*** EXTRACTED INFORMATION
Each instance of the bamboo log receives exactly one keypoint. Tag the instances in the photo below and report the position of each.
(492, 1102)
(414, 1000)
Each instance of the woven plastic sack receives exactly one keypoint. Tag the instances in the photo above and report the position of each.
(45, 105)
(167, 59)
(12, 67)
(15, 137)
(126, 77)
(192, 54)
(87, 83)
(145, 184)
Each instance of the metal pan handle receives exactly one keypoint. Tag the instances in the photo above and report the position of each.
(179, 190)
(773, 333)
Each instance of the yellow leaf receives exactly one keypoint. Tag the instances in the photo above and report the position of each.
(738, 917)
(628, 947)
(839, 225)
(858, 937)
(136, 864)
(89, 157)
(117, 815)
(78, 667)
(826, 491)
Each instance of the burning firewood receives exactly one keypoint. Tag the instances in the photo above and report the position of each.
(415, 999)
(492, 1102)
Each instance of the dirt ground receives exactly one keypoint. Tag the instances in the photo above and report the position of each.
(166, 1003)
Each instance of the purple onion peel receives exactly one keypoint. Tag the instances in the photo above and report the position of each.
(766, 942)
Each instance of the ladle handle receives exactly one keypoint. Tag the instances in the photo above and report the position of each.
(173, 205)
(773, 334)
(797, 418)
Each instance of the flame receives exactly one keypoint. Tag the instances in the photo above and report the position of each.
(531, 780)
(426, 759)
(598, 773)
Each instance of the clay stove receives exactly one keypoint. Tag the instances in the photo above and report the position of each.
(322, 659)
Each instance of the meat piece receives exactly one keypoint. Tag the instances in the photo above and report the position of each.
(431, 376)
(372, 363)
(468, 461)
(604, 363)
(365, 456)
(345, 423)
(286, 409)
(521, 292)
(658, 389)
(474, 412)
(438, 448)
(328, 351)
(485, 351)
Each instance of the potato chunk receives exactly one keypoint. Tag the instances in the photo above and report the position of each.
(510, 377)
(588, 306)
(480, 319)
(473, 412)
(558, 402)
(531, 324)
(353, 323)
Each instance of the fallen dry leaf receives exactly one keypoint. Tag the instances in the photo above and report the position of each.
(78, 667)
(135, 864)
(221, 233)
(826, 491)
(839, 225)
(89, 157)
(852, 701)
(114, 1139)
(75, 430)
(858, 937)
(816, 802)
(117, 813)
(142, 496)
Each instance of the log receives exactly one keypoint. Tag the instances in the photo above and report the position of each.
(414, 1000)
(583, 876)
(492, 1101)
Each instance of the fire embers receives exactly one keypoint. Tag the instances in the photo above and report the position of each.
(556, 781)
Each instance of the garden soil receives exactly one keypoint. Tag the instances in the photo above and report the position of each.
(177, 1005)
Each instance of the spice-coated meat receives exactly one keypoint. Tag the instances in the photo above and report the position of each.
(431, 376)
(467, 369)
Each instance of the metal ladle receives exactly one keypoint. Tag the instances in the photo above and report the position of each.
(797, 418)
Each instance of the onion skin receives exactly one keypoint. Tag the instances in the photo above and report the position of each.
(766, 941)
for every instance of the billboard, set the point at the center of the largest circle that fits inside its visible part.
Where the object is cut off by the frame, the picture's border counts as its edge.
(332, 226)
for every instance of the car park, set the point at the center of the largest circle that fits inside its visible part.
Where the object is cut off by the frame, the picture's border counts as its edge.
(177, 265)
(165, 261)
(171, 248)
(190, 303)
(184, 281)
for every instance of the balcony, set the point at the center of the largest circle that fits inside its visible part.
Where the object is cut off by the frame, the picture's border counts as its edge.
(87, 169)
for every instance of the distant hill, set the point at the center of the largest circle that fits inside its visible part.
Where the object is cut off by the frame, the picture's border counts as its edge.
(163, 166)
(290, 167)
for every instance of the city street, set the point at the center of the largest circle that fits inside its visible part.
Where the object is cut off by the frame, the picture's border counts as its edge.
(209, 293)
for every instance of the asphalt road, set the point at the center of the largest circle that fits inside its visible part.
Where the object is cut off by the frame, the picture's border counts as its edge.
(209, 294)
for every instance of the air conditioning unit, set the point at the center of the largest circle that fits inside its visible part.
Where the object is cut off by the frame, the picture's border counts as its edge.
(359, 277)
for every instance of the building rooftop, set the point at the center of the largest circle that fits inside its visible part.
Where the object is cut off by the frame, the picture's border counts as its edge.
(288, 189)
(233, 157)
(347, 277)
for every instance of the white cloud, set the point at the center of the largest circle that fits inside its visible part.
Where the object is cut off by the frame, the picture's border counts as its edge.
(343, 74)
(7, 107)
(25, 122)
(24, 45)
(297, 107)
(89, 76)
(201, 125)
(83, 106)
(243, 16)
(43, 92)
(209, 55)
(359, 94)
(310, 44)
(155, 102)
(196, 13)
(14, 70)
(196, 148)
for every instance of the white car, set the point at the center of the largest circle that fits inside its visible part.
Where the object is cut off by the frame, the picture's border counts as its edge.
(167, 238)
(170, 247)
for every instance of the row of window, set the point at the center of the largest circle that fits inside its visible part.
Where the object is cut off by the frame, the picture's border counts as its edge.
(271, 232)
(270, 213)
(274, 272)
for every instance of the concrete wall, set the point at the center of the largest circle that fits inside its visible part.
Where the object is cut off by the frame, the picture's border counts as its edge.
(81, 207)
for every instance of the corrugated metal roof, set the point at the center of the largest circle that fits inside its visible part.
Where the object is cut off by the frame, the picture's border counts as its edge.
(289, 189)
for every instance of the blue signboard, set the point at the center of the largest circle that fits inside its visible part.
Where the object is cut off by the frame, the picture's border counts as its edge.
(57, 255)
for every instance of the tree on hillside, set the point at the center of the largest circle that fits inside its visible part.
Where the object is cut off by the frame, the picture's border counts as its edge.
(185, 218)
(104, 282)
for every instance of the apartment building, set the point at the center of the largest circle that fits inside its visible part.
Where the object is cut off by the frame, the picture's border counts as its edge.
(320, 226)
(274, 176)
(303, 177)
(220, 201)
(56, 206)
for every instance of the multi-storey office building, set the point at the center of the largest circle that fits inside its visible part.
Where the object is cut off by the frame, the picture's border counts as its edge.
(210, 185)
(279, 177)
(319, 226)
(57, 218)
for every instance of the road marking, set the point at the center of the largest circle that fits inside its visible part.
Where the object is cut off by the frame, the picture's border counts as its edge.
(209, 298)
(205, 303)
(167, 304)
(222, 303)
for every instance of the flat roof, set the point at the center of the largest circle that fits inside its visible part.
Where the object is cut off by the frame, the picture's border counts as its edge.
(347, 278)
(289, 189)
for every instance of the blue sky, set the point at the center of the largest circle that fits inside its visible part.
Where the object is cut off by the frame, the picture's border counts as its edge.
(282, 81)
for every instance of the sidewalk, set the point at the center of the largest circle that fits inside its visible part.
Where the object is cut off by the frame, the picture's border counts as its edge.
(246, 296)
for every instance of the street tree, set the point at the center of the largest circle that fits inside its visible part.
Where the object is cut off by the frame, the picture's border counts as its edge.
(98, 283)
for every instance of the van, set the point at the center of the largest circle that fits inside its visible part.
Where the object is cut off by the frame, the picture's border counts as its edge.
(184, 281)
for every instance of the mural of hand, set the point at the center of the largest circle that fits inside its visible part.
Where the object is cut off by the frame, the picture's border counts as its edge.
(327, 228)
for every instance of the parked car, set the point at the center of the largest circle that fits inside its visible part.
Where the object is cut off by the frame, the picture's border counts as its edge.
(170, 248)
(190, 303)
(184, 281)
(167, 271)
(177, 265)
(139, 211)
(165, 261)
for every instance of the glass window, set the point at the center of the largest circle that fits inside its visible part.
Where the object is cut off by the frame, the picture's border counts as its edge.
******
_AIM_. Render every line of the records above as a numbered list, omitting any blank lines.

_WRITTEN SOLUTION_.
1. Each instance of the bamboo log receives exactly one keypoint. Tag the instances in the photo below and report the position of each.
2. (492, 1102)
3. (414, 1000)
4. Each instance of the woven plastic sack receives exactly one keypoint. Tag the instances in the photo above and report the position of each.
5. (45, 105)
6. (167, 59)
7. (12, 67)
8. (15, 137)
9. (126, 77)
10. (192, 54)
11. (87, 83)
12. (145, 184)
13. Each instance of the metal pan handle receives exactly one keypoint. Tag the instances in the photo above and report the position of each.
14. (179, 190)
15. (773, 333)
16. Each instance of the yellow leaf receives exactly one keypoint. Tag the instances in the photo above and report the position of each.
17. (738, 917)
18. (628, 947)
19. (839, 225)
20. (858, 937)
21. (136, 864)
22. (89, 157)
23. (117, 815)
24. (78, 667)
25. (826, 491)
26. Each instance of the burning firewood receives exactly one keypoint. Tag the instances in the photo above and report the position of each.
27. (415, 999)
28. (492, 1102)
29. Each instance of the dirt ground receives exactly one keypoint. Tag the instances in the photo above and report the position of each.
30. (166, 1003)
31. Each instance of the purple onion peel receives exactly one keypoint. Tag the instances in the photo above and report the position of each.
32. (766, 942)
33. Each instance of the ladle handle receives exactly one keypoint. Tag the instances in the photo above and report the position of each.
34. (173, 205)
35. (773, 334)
36. (797, 418)
37. Each instance of the flame receives exactly one keypoint. Tag the instances in the photo above and report the position of each.
38. (531, 780)
39. (426, 759)
40. (598, 773)
41. Each instance of the clay stove receives exactly one keypoint. Tag the instances in the photo above and report the position of each.
42. (322, 659)
43. Each instance of the meat piece receives exactly one keypoint. Tag the instances in the photo above and report the position of each.
44. (431, 376)
45. (372, 363)
46. (468, 461)
47. (604, 363)
48. (365, 456)
49. (345, 423)
50. (286, 409)
51. (521, 292)
52. (658, 389)
53. (474, 412)
54. (438, 448)
55. (328, 351)
56. (485, 351)
57. Each instance of the potato chunk receives exactly one keypoint. Tag the instances in the photo above and report the position of each.
58. (510, 377)
59. (588, 306)
60. (480, 319)
61. (473, 412)
62. (558, 402)
63. (531, 324)
64. (353, 323)
65. Each instance of the fallen dry leaf receives exactly one keypoint. Tag the instances in the photo above and report the position of each.
66. (78, 667)
67. (135, 864)
68. (221, 233)
69. (826, 491)
70. (839, 225)
71. (89, 157)
72. (852, 701)
73. (114, 1139)
74. (75, 430)
75. (858, 937)
76. (816, 802)
77. (117, 813)
78. (142, 496)
79. Each instance of the log receives exactly one keypoint. Tag the instances in the photo above and report the position of each.
80. (414, 1000)
81. (583, 876)
82. (492, 1101)
83. Each instance of the fire embers receives exactly one keypoint. Tag the instances in the photo above and report the position of each.
84. (556, 781)
85. Each instance of the garden soil receives exactly one keypoint. Tag the instances in the photo above and report the position of each.
86. (177, 1005)
87. Each instance of the spice-coated meat receives exactly one keypoint. Tag the instances in the photo above and report the position of each.
88. (431, 376)
89. (467, 369)
90. Each instance of the metal ladle receives exactly one keypoint. Tag the instances in the photo above and report the position of each.
91. (797, 418)
92. Each instance of the onion skin receives exactly one keypoint. Tag the instances in the photo above and report the position of each.
93. (766, 941)
94. for every instance of the billboard, set the point at the center of the largest circle that fits inside its visible part.
95. Where the object is cut off by the frame, the picture's border counts as its edge.
96. (332, 226)
97. for every instance of the car park, set the point at the center of the largest circle that fits inside its visible part.
98. Where the object is cut off by the frame, the picture's border counts as its edge.
99. (177, 265)
100. (165, 261)
101. (171, 248)
102. (190, 303)
103. (184, 281)
104. for every instance of the balcony, set the point at the center of the largest circle that fits inside its visible part.
105. Where the object is cut off by the frame, the picture's border counts as its edge.
106. (87, 169)
107. for every instance of the distant hill, set the point at the center of the largest circle that fits inside its visible part.
108. Where the object is cut off by the frame, the picture's border counts as its edge.
109. (163, 166)
110. (290, 167)
111. for every instance of the city street, set the point at the center of the largest circle that fits inside its visible part.
112. Where the object is cut off by the frame, the picture's border counts as its edge.
113. (209, 293)
114. for every instance of the asphalt road, set the point at the center of the largest circle that fits inside its visible part.
115. Where the object is cut off by the frame, the picture's border counts as its edge.
116. (209, 294)
117. for every instance of the air conditioning unit, set the point at the center of the largest circle that fits inside its visible part.
118. Where the object is cut off by the frame, the picture's border counts as its edge.
119. (359, 277)
120. for every instance of the building rooftop, set the point at the center of the largest circle that fits inside its visible part.
121. Where the object is cut off by the frame, the picture's border counts as its edge.
122. (288, 189)
123. (233, 157)
124. (347, 277)
125. for every instance of the white cloud, set the point at the center of the largest circle that fits inside its visible part.
126. Where the object is cut off by the frame, the picture's border counts as its edge.
127. (343, 74)
128. (7, 107)
129. (25, 122)
130. (24, 45)
131. (297, 107)
132. (89, 76)
133. (201, 125)
134. (83, 106)
135. (243, 16)
136. (43, 92)
137. (209, 55)
138. (359, 94)
139. (310, 44)
140. (155, 102)
141. (196, 13)
142. (14, 70)
143. (196, 148)
144. for every instance of the white car, set the point at the center of the largest circle that fits inside its visible part.
145. Where the object is cut off by the frame, the picture's border counts as its edge.
146. (167, 238)
147. (170, 247)
148. for every instance of the row of window, set the point at the center of the largest circle that fits inside its visible part.
149. Where the object is cut off by the frame, the picture's border counts as its edge.
150. (271, 232)
151. (270, 213)
152. (274, 272)
153. for every instance of the concrete wall, set the point at the center of the largest circle that fits inside its visible part.
154. Where the object is cut off by the frame, the picture's border counts as its edge.
155. (81, 207)
156. for every instance of the corrugated metal roof, set the point at the center of the largest circle that fits inside its visible part.
157. Where the object is cut off by the frame, the picture's border counts as its edge.
158. (289, 189)
159. for every instance of the blue signboard, set the point at the center of the largest circle that fits inside its visible part.
160. Where the object is cut off by the frame, the picture's border counts as its edge.
161. (57, 255)
162. for every instance of the tree on hillside, set the point at the center of the largest circle that fits inside its visible part.
163. Where the object is cut off by the frame, the picture's border counts as its edge.
164. (185, 218)
165. (104, 282)
166. for every instance of the apartment building, set the point at the center of the largest circle that fits inside its visible part.
167. Where the object is cut off by the frame, the picture's border counts as its edge.
168. (320, 226)
169. (274, 176)
170. (303, 177)
171. (220, 201)
172. (56, 206)
173. for every instance of the multi-storey office building, set the point at the center of the largest circle that fits inside its visible part.
174. Where the object is cut off by the frame, the picture's border counts as its edge.
175. (210, 185)
176. (279, 177)
177. (319, 226)
178. (57, 218)
179. for every instance of the road marking, set the point at the center of the largest circle that fits inside its visible part.
180. Where the object is cut off by the frame, the picture's border counts as its edge.
181. (209, 298)
182. (205, 303)
183. (167, 304)
184. (222, 303)
185. for every instance of the flat roof, set the point at the center of the largest circle that fits inside its visible part.
186. Where the object is cut off by the frame, the picture's border counts as its edge.
187. (347, 278)
188. (289, 189)
189. for every instance of the blue sky, set the point at the center of the largest circle that fits inside its visible part.
190. Where the object is cut off by the frame, the picture's border counts as its edge.
191. (282, 81)
192. for every instance of the sidewalk, set the point at the center of the largest circle that fits inside its visible part.
193. Where the object is cut off by the frame, the picture's border counts as its edge.
194. (246, 296)
195. for every instance of the street tree, set the point at the center of the largest circle that fits inside its visible part.
196. Where the object is cut off by the frame, the picture's border counts as its edge.
197. (98, 283)
198. for every instance of the van, set the point at the center of the largest circle that fits inside its visible part.
199. Where the object is cut off by the frame, the picture's border counts as its edge.
200. (184, 281)
201. for every instance of the mural of hand, set the point at the center of the largest circle that fits inside its visible part.
202. Where the object is cut off by the frame, the picture's border counts as its edge.
203. (327, 228)
204. for every instance of the parked car, set the point at the center of the largest circle that fits inside its visible part.
205. Where the object is cut off by the frame, the picture's border counts as its edge.
206. (170, 248)
207. (190, 303)
208. (184, 281)
209. (167, 271)
210. (177, 265)
211. (139, 211)
212. (165, 261)
213. for every instance of the glass window, set the point at the center of the largest circle that fits inside its visible part.
214. Where the object is cut off by the frame, the picture's border counts as its edge.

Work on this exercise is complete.